### Record extracts
▬▬▬▬▬▬▬▬▬▬

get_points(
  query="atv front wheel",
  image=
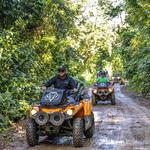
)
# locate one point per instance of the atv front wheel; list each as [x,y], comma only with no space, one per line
[89,133]
[31,133]
[113,101]
[78,132]
[93,99]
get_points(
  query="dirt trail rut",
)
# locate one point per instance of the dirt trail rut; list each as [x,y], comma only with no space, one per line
[125,126]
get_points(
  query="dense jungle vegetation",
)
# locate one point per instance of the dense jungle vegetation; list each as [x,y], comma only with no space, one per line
[37,36]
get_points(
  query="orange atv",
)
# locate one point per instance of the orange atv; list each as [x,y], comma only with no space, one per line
[59,114]
[103,92]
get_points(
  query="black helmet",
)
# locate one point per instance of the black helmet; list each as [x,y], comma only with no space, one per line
[62,68]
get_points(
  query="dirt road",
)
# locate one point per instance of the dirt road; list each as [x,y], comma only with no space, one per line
[125,126]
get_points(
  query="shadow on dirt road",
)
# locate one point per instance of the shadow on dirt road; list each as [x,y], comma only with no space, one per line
[125,126]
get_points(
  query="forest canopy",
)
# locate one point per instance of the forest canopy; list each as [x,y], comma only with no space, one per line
[37,36]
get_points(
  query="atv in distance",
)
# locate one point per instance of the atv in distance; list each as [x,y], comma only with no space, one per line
[58,114]
[103,92]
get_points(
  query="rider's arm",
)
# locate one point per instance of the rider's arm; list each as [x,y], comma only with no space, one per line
[73,83]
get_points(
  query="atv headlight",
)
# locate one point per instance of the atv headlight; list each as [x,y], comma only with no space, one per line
[110,90]
[70,112]
[95,90]
[33,112]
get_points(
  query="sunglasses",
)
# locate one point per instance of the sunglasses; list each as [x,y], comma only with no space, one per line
[61,71]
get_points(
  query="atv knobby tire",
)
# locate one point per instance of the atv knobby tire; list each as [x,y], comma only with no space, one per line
[78,132]
[31,132]
[93,99]
[89,133]
[113,101]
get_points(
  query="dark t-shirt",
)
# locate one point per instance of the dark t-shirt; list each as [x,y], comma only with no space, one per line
[67,83]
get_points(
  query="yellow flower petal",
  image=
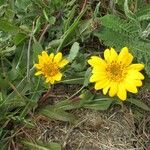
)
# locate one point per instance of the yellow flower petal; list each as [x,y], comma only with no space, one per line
[38,73]
[133,74]
[58,76]
[105,89]
[113,54]
[96,61]
[107,55]
[38,66]
[58,57]
[138,83]
[101,84]
[122,94]
[63,63]
[51,56]
[125,57]
[137,67]
[131,87]
[97,77]
[113,89]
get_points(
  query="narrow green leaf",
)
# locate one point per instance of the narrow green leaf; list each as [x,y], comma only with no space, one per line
[8,27]
[67,105]
[74,51]
[138,103]
[87,77]
[99,105]
[18,38]
[73,81]
[71,15]
[70,31]
[37,49]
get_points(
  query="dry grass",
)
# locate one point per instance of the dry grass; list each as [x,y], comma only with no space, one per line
[111,130]
[115,129]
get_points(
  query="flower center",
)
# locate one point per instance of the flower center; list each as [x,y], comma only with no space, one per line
[115,71]
[50,69]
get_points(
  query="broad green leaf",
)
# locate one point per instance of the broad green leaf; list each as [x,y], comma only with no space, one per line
[57,114]
[74,51]
[138,103]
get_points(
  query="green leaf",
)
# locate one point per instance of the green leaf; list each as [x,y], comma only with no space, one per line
[100,105]
[67,105]
[73,81]
[71,15]
[74,51]
[138,103]
[58,114]
[18,38]
[67,35]
[8,27]
[87,77]
[37,49]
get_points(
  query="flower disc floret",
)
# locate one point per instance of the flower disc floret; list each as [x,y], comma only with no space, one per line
[115,73]
[49,66]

▬▬▬▬▬▬▬▬▬▬

### Task objective
Leave out the pictures and copy everything else in the records word for word.

### The completed task
get_points(
  query="atv front wheel",
  image=
)
# locate one point per instance of the atv front wheel; list each as [x,y], comma only with no space, one per line
[89,133]
[31,133]
[113,101]
[78,132]
[93,99]
get_points(
  query="dirt trail rut",
)
# locate one point per instance of the dirt trail rut; list each as [x,y], comma only with no space, one per line
[125,126]
get_points(
  query="dense jungle vegetation",
)
# locate one point per instance of the dense jungle vegetation; list each as [x,y], comma only with no space, one per line
[37,36]
get_points(
  query="orange atv",
)
# locate one point per instance of the orange atv; list each as [x,y], comma only with no space, one per line
[59,114]
[103,92]
get_points(
  query="black helmet",
)
# locate one point per instance of the black helmet; list each as [x,y], comma only with no space, one per line
[62,68]
get_points(
  query="dirt road",
)
# locate one point per instance of the dirt road; list each as [x,y], comma only with no space, one per line
[125,126]
get_points(
  query="shadow on dirt road",
)
# locate one point per instance of the shadow on dirt road; list each as [x,y], comma only with no space, one per line
[125,126]
get_points(
  query="forest canopy",
)
# locate one point per instance of the forest canopy; list each as [x,y], comma only with no space, one per line
[37,36]
get_points(
  query="atv in distance",
)
# locate one point per instance of the atv in distance; list each as [x,y], comma only with no space, one per line
[58,114]
[103,92]
get_points(
  query="rider's arm",
)
# locate one point per instance of the rider's arm; list each as [x,y], comma only with no space, one per line
[73,83]
get_points(
  query="atv headlight",
)
# locate one point per instance of the atv headlight; list each as [x,y], comma only with no space, one per line
[110,90]
[70,112]
[95,90]
[33,112]
get_points(
  query="sunglasses",
)
# locate one point per instance of the sunglasses; list each as [x,y], comma only with no space, one per line
[61,71]
get_points(
  query="atv knobby tire",
)
# locate one point per instance of the atv knobby tire; list each as [x,y], comma only with no space, one per line
[78,132]
[31,132]
[93,99]
[89,133]
[113,101]
get_points(
  query="dark t-shirt",
)
# locate one point per instance of the dark t-shirt; list each as [x,y], comma only with no space, one per line
[67,83]
get_points(
  query="yellow flower petal",
  image=
)
# locate one point per instance of the yellow flower petal; list each as [x,y], comma only with no space, one per line
[38,73]
[133,74]
[58,76]
[105,89]
[113,54]
[96,61]
[107,55]
[38,66]
[58,57]
[138,83]
[101,84]
[122,94]
[63,63]
[51,56]
[125,57]
[137,67]
[131,87]
[97,77]
[113,89]
get_points(
  query="narrow green leaf",
)
# locate one point per instance of the narrow green leaf; list each as [x,y], comma only with no space, one per line
[8,27]
[67,105]
[74,51]
[138,103]
[87,77]
[99,105]
[18,38]
[73,81]
[71,15]
[70,31]
[37,49]
get_points(
  query="dry grass",
)
# locate one point per instance of the dry grass; list each as [x,y], comma only with no space, one per line
[111,130]
[115,129]
get_points(
  query="flower center",
)
# locate one point per instance of the flower center; list each as [x,y], comma only with no space, one per line
[115,71]
[50,69]
get_points(
  query="broad green leaf",
)
# locate one point per instance of the broad green leaf; list each as [x,y], comma only with no space, one per line
[57,114]
[74,51]
[138,103]
get_points(
  query="green leaf",
)
# locate one point per instance of the green leaf; list each as [x,y], comma only with no space, one per line
[100,105]
[67,105]
[73,81]
[71,15]
[74,51]
[138,103]
[58,114]
[18,38]
[67,35]
[8,27]
[87,77]
[37,49]
get_points(
  query="flower disc floret",
)
# locate one point per instance of the flower disc floret; list each as [x,y], comma only with no space, one per line
[115,73]
[49,66]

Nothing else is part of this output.